→ **TASK DETAILS**
Could you copy out the solicitation activities section below in full, word for word?

→ **SOURCE EXCERPT**
• • • • • • •
3.   SOLICITATION ACTIVITIES

     a.   REPRESENTATIVES. No Representative shall solicit the sale of a Fund
          unless at the time of such solicitation such individual is duly
          registered with the NASD and duly licensed with all applicable state
          securities regulatory authorities.

     b.   SOLICITATION ACTIVITIES. All solicitation and sales activities engaged
          in by Distributor and its Representatives with respect to the Funds
          shall be in compliance with all applicable federal and state
          securities laws and regulations, as well as all compliance manuals
          provided by the Distributor. In particular, without limiting the
          generality of the foregoing:

          (1)  Distributor shall train, supervise and be solely responsible for
               the conduct of Representatives in their solicitation of
               Applications and in their distribution of the Funds, and shall
               supervise their compliance with, applicable rules and regulations
               of any securities regulatory agencies that have jurisdiction over
               the Trust's or the Distributor's securities activities.
• • • • • • •
→ **DATA LINES**
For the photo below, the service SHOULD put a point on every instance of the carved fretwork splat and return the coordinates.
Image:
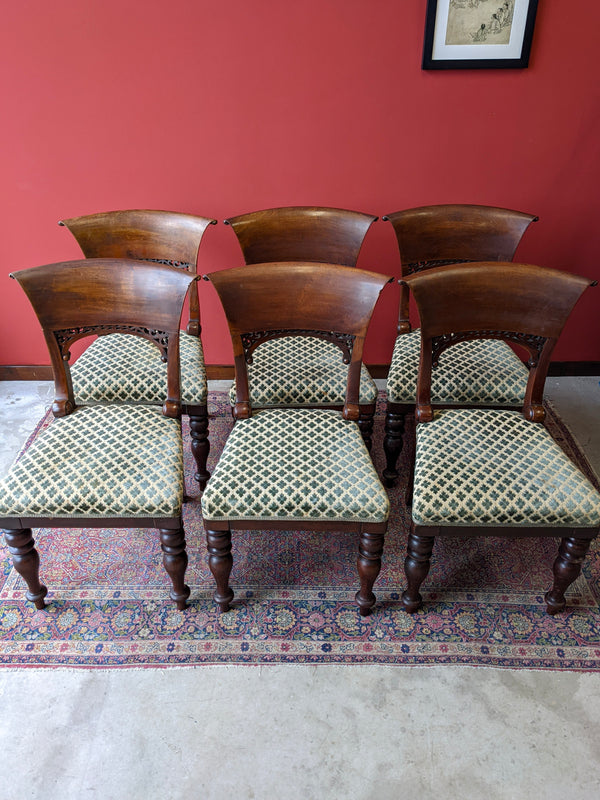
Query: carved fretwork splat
• • • • • • •
→ **REPLY TO THE TASK**
3.   SOLICITATION ACTIVITIES

     a.   REPRESENTATIVES. No Representative shall solicit the sale of a Fund
          unless at the time of such solicitation such individual is duly
          registered with the NASD and duly licensed with all applicable state
          securities regulatory authorities.

     b.   SOLICITATION ACTIVITIES. All solicitation and sales activities engaged
          in by Distributor and its Representatives with respect to the Funds
          shall be in compliance with all applicable federal and state
          securities laws and regulations, as well as all compliance manuals
          provided by the Distributor. In particular, without limiting the
          generality of the foregoing:

          (1)  Distributor shall train, supervise and be solely responsible for
               the conduct of Representatives in their solicitation of
               Applications and in their distribution of the Funds, and shall
               supervise their compliance with, applicable rules and regulations
               of any securities regulatory agencies that have jurisdiction over
               the Trust's or the Distributor's securities activities.